TEXT SEGMENT:
On Wed, 14 Nov 2018, Jakub Jelinek wrote:

> Hi!
> 
> As mentioned in the PR, it is unclear if zero_extract is well defined
> if the second argument is 0.  x86 intrinsic require bzhi and bextr to be
> well defined in those cases (extraction of 0 bits results in 0), but
> e.g. combiner hapilly transforms that into << 64 >> 64, simplify-rtx.c,
> while it folds it into 0, might invoke UB in the compiler etc.

So where do the zero_extracts come from?  Can we somehow avoid
zero-sized bit-extracts at expansion time by folding them to zero?

> So, is (zero_extract x 0 y) well defined in the middle-end or not?
> If it is well defined, then what about (sign_extract x 0 y), does it also
> yield 0, undefined, something else?

I don't think those should be well-defined.  If we would decide to
nail them down then both should yield zero indeed.

> If neither of those are well defined, the following patch provides a backend
> workaround for that, by making sure the second argument of zero_extract is
> never 0 on x86.
> 
> Bootstrapped/regtested on x86_64-linux and i686-linux.
> 
> 2018-11-13  Jakub Jelinek  <jakub@redhat.com>
> 
> 	PR rtl-optimization/87817
> 	* config/i386/i386.md (nmi2_bzhi_<mode>3, *bmi2_bzhi_<mode>3,
> 	*bmi2_bzhi_<mode>3_1, *bmi2_bzhi_<mode>3_1_ccz): Use IF_THEN_ELSE
> 	in the pattern to avoid triggering UB when operands[2] is zero.
> 	(tbm_bextri_<mode>): New expander.  Renamed the old define_insn to ...
> 	(*tbm_bextri_<mode>): ... this.
> 
> --- gcc/config/i386/i386.md.jj	2018-11-09 14:02:00.030267540 +0100
> +++ gcc/config/i386/i386.md	2018-11-13 15:45:33.034870609 +0100
> @@ -13614,12 +13614,15 @@ (define_insn "*bmi_blsr_<mode>_ccz"
>  (define_expand "bmi2_bzhi_<mode>3"
>    [(parallel
>      [(set (match_operand:SWI48 0 "register_operand")
> -	  (zero_extract:SWI48
> -	    (match_operand:SWI48 1 "nonimmediate_operand")
> -	    (umin:SWI48
> -	      (and:SWI48 (match_operand:SWI48 2 "register_operand")
> -			 (const_int 255))
> -	      (match_dup 3))
> +	  (if_then_else:SWI48
> +	    (ne:QI (and:SWI48 (match_operand:SWI48 2 "register_operand")
> +			      (const_int 255))
> +		   (const_int 0))
> +	    (zero_extract:SWI48
> +	      (match_operand:SWI48 1 "nonimmediate_operand")
> +	      (umin:SWI48 (and:SWI48 (match_dup 2) (const_int 255))
> +			  (match_dup 3))
> +	      (const_int 0))

Records from a point-labeling set
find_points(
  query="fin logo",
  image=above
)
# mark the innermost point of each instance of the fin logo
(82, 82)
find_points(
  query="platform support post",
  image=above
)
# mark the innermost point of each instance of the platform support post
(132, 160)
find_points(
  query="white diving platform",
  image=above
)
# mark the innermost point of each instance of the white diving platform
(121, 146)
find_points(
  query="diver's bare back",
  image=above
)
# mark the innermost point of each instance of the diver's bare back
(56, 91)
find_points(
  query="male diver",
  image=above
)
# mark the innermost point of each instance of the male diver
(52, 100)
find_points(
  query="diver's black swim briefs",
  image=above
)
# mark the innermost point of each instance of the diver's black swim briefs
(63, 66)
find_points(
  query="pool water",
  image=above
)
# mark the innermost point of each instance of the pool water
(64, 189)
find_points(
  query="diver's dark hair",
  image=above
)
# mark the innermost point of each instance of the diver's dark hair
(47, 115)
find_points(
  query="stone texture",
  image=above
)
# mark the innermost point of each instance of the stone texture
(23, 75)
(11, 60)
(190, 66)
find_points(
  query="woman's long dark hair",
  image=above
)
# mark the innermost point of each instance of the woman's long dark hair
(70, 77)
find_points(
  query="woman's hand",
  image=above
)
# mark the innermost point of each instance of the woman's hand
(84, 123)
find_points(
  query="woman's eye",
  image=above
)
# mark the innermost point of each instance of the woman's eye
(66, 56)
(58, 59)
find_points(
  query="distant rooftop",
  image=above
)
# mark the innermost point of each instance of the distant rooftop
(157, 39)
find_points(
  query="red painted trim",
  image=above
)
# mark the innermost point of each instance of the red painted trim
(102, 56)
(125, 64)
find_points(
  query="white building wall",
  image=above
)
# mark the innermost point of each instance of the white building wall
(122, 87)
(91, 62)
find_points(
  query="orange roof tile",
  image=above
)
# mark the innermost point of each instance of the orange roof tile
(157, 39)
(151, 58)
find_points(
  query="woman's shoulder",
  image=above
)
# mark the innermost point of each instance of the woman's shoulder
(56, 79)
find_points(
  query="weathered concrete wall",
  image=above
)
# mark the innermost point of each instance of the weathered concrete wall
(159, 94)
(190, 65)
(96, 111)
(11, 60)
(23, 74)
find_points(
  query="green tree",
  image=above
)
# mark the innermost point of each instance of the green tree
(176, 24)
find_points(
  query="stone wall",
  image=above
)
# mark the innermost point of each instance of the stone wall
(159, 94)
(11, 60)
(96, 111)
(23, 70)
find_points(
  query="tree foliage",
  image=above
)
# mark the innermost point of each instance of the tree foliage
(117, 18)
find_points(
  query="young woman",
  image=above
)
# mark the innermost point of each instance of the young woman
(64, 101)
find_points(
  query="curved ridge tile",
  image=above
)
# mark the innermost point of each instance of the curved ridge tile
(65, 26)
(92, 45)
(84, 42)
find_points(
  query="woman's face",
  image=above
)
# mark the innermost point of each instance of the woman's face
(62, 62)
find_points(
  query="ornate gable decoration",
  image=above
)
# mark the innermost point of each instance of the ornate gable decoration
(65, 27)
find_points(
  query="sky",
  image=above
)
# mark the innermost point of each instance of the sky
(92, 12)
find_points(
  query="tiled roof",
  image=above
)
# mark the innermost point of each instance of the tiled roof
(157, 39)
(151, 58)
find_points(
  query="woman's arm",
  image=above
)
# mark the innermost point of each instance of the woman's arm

==

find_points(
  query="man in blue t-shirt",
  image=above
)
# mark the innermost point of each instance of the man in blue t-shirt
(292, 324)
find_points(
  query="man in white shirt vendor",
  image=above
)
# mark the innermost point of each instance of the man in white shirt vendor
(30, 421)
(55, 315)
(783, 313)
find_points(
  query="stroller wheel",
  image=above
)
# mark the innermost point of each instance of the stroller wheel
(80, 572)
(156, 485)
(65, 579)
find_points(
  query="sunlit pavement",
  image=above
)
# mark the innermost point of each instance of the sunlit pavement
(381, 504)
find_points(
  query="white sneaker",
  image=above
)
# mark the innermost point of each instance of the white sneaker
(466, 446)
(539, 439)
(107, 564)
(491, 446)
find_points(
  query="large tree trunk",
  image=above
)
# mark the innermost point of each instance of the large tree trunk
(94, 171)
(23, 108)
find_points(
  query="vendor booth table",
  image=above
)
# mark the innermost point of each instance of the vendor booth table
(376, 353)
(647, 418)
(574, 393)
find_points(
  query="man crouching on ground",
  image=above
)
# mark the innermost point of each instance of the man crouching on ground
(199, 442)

WHAT YOU NEED TO DO:
1. Reproduce the passage of the zero_extract patch discussion above, starting at "I don't think" and ending at "never 0 on x86.".
2. Continue the zero_extract patch discussion from the point at which it stops.

TASK RESULTS:
1.
I don't think those should be well-defined.  If we would decide to
nail them down then both should yield zero indeed.

> If neither of those are well defined, the following patch provides a backend
> workaround for that, by making sure the second argument of zero_extract is
> never 0 on x86.

2.
>  	    (const_int 0)))
>       (clobber (reg:CC FLAGS_REG))])]
>    "TARGET_BMI2"
> @@ -13627,12 +13630,15 @@ (define_expand "bmi2_bzhi_<mode>3"
>  
>  (define_insn "*bmi2_bzhi_<mode>3"
>    [(set (match_operand:SWI48 0 "register_operand" "=r")
> -	(zero_extract:SWI48
> -	  (match_operand:SWI48 1 "nonimmediate_operand" "rm")
> -	  (umin:SWI48
> -	    (and:SWI48 (match_operand:SWI48 2 "register_operand" "r")
> -		       (const_int 255))
> -	    (match_operand:SWI48 3 "const_int_operand" "n"))
> +	(if_then_else:SWI48
> +	  (ne:QI (and:SWI48 (match_operand:SWI48 2 "register_operand" "r")
> +			    (const_int 255))
> +		 (const_int 0))
> +	  (zero_extract:SWI48
> +	    (match_operand:SWI48 1 "nonimmediate_operand" "rm")
> +	    (umin:SWI48 (and:SWI48 (match_dup 2) (const_int 255))
> +			(match_operand:SWI48 3 "const_int_operand" "n"))
> +	    (const_int 0))
>  	  (const_int 0)))
>     (clobber (reg:CC FLAGS_REG))]
>    "TARGET_BMI2 && INTVAL (operands[3]) == <MODE_SIZE> * BITS_PER_UNIT"
> @@ -13643,11 +13649,13 @@ (define_insn "*bmi2_bzhi_<mode>3"
>  
>  (define_insn "*bmi2_bzhi_<mode>3_1"
>    [(set (match_operand:SWI48 0 "register_operand" "=r")
> -	(zero_extract:SWI48
> -	  (match_operand:SWI48 1 "nonimmediate_operand" "rm")
> -	  (umin:SWI48
> -	    (zero_extend:SWI48 (match_operand:QI 2 "register_operand" "r"))
> -	    (match_operand:SWI48 3 "const_int_operand" "n"))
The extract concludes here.